• WORK ORDER:
Each line from the one that contains "Task: mark the birthday" down to the last line of the material should be retyped exactly as it stands.

DATA START

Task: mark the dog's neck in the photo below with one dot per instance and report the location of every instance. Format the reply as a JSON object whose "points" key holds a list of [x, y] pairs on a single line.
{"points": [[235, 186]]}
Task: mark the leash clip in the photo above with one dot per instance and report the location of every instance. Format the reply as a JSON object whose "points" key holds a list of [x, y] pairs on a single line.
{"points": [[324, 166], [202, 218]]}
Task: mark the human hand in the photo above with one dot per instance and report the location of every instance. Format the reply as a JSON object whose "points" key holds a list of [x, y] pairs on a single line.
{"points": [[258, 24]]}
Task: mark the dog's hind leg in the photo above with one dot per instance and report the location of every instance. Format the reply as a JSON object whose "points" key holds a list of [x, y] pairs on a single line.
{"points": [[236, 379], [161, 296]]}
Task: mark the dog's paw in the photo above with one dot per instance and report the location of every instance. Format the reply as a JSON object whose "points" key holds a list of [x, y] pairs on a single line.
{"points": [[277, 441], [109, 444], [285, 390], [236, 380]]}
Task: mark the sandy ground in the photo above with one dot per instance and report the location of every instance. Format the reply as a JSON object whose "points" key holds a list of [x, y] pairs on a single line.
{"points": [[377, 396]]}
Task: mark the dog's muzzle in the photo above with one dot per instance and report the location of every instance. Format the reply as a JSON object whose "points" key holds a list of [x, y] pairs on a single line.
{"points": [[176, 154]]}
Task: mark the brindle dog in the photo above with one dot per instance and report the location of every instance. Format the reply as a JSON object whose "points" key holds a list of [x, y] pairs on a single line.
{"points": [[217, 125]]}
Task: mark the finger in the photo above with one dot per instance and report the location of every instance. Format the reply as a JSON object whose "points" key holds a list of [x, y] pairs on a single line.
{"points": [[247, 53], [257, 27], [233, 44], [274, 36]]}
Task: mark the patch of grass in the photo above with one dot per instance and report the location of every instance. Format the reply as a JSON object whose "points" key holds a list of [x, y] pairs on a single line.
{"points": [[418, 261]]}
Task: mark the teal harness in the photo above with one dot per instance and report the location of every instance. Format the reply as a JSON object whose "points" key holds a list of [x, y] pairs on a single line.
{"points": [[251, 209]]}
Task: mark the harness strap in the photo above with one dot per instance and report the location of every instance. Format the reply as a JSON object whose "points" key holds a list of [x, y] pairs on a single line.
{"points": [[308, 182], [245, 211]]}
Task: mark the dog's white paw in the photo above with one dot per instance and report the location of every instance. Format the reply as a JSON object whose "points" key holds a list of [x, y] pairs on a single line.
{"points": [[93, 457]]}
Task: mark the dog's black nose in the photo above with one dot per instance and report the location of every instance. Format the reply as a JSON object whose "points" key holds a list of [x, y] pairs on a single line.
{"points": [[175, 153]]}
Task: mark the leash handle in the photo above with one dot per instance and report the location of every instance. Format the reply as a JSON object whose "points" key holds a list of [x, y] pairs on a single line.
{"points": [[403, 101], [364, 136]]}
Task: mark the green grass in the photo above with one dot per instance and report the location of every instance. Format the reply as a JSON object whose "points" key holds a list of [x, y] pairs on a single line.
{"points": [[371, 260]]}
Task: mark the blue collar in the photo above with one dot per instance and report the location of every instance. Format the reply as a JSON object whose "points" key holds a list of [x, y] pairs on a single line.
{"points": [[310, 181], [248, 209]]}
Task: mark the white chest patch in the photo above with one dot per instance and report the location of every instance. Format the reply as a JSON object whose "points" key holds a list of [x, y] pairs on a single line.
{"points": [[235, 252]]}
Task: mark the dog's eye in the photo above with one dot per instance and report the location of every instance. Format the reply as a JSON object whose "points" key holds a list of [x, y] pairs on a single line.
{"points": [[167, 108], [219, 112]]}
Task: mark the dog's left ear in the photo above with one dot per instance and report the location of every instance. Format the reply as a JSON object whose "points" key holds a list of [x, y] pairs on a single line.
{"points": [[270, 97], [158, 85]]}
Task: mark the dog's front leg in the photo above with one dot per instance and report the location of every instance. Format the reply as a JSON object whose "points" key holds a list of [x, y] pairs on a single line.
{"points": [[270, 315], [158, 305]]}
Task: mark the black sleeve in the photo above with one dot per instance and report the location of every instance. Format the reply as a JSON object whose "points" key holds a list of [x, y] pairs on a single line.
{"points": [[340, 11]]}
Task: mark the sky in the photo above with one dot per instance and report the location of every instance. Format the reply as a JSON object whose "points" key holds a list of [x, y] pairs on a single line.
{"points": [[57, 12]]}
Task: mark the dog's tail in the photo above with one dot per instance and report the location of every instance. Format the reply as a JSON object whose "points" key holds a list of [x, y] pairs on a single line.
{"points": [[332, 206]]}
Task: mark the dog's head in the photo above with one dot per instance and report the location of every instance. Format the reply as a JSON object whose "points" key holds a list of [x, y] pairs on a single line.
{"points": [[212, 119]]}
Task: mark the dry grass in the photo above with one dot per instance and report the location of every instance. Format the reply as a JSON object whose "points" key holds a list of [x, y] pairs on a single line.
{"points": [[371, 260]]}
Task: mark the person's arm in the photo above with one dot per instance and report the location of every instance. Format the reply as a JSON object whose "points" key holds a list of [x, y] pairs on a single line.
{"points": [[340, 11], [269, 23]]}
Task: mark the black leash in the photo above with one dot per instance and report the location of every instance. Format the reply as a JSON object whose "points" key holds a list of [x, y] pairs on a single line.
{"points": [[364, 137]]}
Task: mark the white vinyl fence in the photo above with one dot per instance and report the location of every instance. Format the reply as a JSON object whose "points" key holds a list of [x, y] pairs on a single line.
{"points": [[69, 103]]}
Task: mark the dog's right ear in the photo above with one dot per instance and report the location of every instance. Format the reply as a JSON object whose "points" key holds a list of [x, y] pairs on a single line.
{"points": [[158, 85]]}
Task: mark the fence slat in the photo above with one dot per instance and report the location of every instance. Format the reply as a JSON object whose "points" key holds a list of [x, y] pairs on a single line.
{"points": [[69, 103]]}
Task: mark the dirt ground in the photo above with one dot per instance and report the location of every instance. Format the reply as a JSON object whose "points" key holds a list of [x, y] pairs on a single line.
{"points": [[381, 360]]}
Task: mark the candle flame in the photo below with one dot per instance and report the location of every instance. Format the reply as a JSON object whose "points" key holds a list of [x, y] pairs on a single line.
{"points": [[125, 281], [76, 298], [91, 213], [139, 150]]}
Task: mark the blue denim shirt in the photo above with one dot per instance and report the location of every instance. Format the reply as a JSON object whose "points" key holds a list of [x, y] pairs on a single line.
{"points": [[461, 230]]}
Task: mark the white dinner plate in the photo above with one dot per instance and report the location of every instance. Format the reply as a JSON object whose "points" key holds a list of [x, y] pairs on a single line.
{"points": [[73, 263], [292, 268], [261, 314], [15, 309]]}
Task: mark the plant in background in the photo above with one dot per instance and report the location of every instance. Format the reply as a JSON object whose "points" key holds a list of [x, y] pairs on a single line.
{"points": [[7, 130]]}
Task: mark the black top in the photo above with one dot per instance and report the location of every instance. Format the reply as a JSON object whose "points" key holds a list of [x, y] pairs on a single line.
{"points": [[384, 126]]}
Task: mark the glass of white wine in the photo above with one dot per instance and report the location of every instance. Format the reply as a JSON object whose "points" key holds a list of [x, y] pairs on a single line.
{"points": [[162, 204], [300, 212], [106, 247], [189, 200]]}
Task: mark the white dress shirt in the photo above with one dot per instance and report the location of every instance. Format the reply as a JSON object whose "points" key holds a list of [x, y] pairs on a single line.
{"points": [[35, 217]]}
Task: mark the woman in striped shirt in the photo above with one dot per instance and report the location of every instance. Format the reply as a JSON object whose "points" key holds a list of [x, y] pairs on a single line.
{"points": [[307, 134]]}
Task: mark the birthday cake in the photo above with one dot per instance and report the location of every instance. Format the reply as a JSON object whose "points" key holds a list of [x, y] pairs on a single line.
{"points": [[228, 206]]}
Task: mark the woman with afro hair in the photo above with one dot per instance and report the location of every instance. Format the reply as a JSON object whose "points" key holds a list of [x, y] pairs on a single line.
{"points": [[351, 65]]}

DATA END

• EXPECTED ANSWER:
Task: mark the birthday cake in the photo above with one dot per instance and report the location of every instance. Format the reply as a JSON object whose "points" key holds a list of [x, y] pairs on a single line.
{"points": [[228, 206]]}
Task: mark the woman with afro hair in the photo above with one dot per instance and report the location of every instance. Format the reply as a JSON object whose "points" key holds a list of [x, y] pairs on a single line.
{"points": [[351, 65]]}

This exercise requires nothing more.